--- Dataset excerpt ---
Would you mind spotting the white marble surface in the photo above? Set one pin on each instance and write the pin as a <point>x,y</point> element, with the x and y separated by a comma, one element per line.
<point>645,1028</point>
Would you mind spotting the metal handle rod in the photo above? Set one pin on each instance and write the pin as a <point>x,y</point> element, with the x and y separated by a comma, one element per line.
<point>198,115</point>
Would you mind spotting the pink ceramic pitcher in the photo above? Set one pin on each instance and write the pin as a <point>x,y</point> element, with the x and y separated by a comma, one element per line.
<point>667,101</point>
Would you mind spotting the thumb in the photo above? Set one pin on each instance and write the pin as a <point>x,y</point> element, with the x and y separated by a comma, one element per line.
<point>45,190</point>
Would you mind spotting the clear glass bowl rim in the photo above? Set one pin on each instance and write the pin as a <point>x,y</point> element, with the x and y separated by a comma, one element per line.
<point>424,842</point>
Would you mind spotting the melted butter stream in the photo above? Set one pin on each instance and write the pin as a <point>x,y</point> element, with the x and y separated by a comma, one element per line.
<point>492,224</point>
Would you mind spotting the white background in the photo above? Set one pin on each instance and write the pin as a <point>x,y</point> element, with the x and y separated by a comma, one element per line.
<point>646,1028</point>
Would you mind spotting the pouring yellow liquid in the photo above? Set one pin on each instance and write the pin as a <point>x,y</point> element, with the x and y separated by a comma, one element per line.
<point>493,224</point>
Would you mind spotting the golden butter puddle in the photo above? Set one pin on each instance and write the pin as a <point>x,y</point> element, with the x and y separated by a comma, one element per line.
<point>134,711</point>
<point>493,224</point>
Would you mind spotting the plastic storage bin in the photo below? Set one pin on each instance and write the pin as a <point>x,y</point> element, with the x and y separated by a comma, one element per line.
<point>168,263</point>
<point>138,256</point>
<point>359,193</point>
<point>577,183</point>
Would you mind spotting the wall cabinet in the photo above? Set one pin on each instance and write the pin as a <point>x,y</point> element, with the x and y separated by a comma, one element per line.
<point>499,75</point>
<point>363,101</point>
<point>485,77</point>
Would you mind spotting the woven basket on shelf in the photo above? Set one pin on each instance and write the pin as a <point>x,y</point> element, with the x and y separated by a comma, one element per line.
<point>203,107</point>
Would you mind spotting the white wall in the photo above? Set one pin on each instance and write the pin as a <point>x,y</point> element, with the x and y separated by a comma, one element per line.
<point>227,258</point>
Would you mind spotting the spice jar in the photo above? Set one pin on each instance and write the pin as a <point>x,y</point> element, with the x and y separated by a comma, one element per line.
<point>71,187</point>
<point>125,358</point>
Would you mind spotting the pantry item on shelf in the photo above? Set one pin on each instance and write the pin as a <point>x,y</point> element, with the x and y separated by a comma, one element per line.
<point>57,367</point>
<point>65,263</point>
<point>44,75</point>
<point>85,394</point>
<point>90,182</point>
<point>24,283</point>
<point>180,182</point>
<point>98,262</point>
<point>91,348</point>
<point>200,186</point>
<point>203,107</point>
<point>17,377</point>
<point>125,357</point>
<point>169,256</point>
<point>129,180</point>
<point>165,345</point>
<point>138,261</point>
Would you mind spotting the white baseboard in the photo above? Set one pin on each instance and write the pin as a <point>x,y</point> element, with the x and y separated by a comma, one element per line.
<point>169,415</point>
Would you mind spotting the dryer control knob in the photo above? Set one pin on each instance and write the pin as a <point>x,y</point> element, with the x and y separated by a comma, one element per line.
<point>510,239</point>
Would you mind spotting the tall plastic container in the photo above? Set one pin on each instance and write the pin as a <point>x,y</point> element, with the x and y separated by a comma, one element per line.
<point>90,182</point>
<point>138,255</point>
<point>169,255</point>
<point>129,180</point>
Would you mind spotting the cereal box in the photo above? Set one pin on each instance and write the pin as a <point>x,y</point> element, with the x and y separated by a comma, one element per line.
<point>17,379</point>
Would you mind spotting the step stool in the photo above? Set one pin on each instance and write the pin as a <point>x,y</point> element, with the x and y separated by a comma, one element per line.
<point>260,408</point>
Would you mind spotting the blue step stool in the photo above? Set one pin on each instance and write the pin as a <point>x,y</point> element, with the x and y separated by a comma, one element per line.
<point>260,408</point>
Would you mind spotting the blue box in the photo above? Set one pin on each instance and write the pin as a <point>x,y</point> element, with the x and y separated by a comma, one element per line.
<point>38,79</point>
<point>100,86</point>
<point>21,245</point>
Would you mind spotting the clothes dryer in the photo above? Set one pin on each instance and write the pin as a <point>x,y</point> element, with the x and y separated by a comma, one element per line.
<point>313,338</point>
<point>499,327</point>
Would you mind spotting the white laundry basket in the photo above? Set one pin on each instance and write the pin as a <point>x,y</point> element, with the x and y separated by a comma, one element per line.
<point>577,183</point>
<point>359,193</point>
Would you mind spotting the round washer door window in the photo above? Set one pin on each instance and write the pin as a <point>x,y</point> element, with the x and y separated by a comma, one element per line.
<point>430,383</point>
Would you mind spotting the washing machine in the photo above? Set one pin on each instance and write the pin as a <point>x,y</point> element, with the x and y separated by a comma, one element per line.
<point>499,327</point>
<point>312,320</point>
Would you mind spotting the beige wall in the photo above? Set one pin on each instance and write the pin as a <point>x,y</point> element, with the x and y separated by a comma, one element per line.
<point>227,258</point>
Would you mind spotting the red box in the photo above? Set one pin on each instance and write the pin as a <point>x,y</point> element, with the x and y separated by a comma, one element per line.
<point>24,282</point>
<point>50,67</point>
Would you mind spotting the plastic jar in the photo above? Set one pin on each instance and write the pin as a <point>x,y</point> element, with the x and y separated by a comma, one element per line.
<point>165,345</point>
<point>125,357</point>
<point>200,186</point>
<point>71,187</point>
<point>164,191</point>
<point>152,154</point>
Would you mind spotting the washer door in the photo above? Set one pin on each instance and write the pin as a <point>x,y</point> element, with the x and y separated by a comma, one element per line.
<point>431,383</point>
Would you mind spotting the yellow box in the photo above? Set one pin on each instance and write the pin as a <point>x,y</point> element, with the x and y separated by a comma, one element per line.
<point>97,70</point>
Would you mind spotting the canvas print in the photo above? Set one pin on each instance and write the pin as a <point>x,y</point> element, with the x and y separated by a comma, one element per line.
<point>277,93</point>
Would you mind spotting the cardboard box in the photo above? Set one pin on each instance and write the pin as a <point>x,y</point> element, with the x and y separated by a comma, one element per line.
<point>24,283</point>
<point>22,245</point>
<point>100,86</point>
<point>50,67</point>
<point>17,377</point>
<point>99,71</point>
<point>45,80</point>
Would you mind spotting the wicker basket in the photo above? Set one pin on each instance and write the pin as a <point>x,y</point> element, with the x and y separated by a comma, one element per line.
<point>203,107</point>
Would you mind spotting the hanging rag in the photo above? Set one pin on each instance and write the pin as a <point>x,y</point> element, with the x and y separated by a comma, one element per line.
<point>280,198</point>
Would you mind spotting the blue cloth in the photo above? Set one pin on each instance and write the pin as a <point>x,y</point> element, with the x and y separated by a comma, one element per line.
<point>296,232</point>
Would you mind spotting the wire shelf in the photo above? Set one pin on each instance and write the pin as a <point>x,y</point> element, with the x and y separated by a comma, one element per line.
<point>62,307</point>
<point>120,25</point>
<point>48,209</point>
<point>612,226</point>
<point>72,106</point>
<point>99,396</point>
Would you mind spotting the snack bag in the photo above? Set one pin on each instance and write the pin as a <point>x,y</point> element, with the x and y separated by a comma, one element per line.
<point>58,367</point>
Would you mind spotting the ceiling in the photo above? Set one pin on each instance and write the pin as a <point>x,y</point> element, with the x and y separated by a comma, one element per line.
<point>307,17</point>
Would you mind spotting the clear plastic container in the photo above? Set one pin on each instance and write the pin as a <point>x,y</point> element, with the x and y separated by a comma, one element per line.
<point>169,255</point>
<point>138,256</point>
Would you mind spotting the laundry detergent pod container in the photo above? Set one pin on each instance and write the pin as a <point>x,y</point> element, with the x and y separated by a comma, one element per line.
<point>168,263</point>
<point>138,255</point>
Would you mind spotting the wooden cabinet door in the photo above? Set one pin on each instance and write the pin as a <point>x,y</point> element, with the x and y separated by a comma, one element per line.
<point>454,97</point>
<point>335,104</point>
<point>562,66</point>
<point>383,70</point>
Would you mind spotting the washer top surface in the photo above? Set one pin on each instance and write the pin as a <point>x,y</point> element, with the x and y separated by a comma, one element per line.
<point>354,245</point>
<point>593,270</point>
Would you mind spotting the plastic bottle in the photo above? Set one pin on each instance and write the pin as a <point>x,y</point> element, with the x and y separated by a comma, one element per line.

...

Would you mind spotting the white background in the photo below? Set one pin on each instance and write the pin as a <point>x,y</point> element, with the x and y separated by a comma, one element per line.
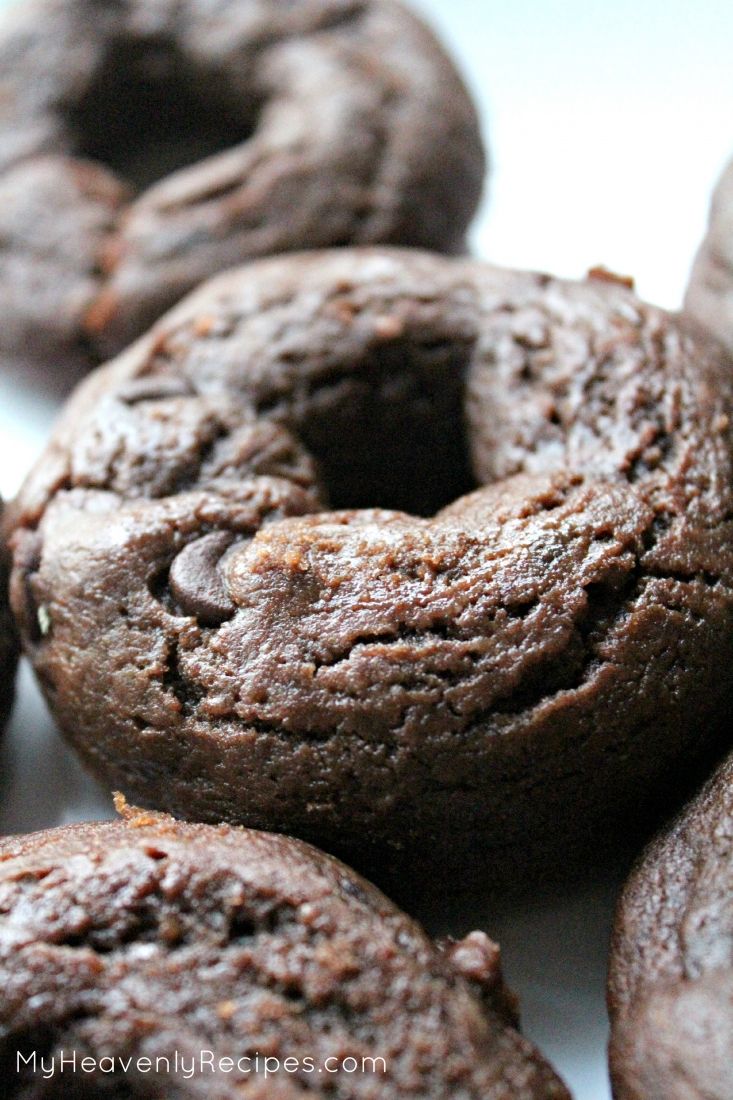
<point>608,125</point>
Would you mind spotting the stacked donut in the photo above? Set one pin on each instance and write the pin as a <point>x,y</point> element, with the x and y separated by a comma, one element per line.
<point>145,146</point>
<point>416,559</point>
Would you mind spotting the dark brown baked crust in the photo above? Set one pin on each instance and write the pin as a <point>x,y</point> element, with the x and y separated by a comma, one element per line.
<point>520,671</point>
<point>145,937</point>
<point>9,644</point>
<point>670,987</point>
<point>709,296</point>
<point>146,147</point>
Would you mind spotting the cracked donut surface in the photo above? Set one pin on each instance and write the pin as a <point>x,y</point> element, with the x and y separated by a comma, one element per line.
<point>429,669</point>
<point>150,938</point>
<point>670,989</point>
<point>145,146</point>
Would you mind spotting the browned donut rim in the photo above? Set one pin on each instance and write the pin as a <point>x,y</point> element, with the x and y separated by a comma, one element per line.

==

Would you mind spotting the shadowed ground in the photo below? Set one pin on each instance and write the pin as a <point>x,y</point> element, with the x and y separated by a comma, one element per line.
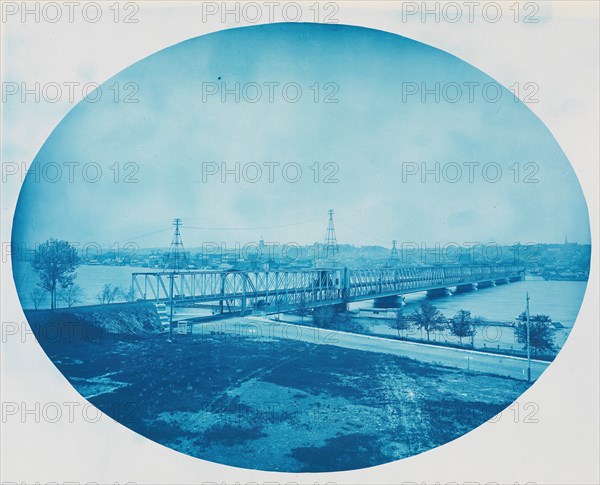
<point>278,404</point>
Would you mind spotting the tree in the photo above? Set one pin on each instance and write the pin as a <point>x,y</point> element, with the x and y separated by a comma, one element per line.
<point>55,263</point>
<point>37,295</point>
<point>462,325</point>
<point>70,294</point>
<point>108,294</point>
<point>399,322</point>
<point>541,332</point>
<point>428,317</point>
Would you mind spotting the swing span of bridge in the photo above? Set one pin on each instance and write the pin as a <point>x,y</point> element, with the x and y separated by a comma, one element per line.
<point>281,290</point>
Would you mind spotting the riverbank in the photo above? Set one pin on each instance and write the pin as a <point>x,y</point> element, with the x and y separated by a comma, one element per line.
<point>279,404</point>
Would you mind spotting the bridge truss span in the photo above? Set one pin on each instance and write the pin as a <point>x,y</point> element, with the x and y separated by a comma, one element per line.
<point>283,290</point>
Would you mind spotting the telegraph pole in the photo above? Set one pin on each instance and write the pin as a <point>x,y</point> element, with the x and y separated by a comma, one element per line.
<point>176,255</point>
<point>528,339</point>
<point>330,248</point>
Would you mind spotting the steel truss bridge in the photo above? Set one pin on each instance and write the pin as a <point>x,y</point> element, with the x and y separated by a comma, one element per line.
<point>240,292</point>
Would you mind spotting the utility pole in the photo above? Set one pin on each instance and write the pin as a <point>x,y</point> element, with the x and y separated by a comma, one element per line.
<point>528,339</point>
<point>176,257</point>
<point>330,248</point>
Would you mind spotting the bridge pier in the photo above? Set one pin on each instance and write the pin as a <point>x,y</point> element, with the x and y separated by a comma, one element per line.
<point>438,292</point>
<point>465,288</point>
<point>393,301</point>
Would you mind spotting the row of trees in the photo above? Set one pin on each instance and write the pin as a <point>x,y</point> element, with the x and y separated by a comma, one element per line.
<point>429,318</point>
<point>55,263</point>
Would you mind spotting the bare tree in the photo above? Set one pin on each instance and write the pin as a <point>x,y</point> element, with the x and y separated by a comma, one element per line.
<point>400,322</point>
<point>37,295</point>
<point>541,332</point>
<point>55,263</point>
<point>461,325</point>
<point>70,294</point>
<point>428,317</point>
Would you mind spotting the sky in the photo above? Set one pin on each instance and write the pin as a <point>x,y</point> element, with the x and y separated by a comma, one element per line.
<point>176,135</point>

--- Task directions ---
Return, word for word, the rows running from the line that contains "Would you mind spotting the tree" through the line that contains "<point>240,292</point>", with both of those lines included.

--- Response below ---
Would you mind spotting the tree in the photo above? Set one pin on each instance and write the pin as a <point>x,y</point> element, with the x and y separated by a comma, one element per line.
<point>55,263</point>
<point>37,295</point>
<point>462,325</point>
<point>70,294</point>
<point>108,294</point>
<point>399,322</point>
<point>541,332</point>
<point>428,317</point>
Would you mind spotting the swing span of bridge in the photo above? Set one pin on each instance and write the pin as a <point>x,y</point> element, with the x and y separated by a comma, one element per line.
<point>281,290</point>
Would you mind spotting the riverbank in the photo above? Set one pin on each instance and write the pin as a <point>x,y</point> element, with the x and y separated by a comma, one element per line.
<point>279,404</point>
Would you mind spotting the bridge truss span in the photo above? Set one pin on each instance and write the pin as a <point>x,y</point> element, with the x and y separated by a comma, one element per line.
<point>283,290</point>
Would you mind spotting the telegraph pole in the photo above? Set one pin on each instance and write the pin as a <point>x,y</point> element, with the x and y separated by a comma, one element per line.
<point>176,255</point>
<point>528,339</point>
<point>330,248</point>
Would you mind spotting the steel truss bridge in the photo above? Set one pin on each instance and write the pin as a <point>x,y</point> element, with the x and y separated by a comma, one element per line.
<point>240,292</point>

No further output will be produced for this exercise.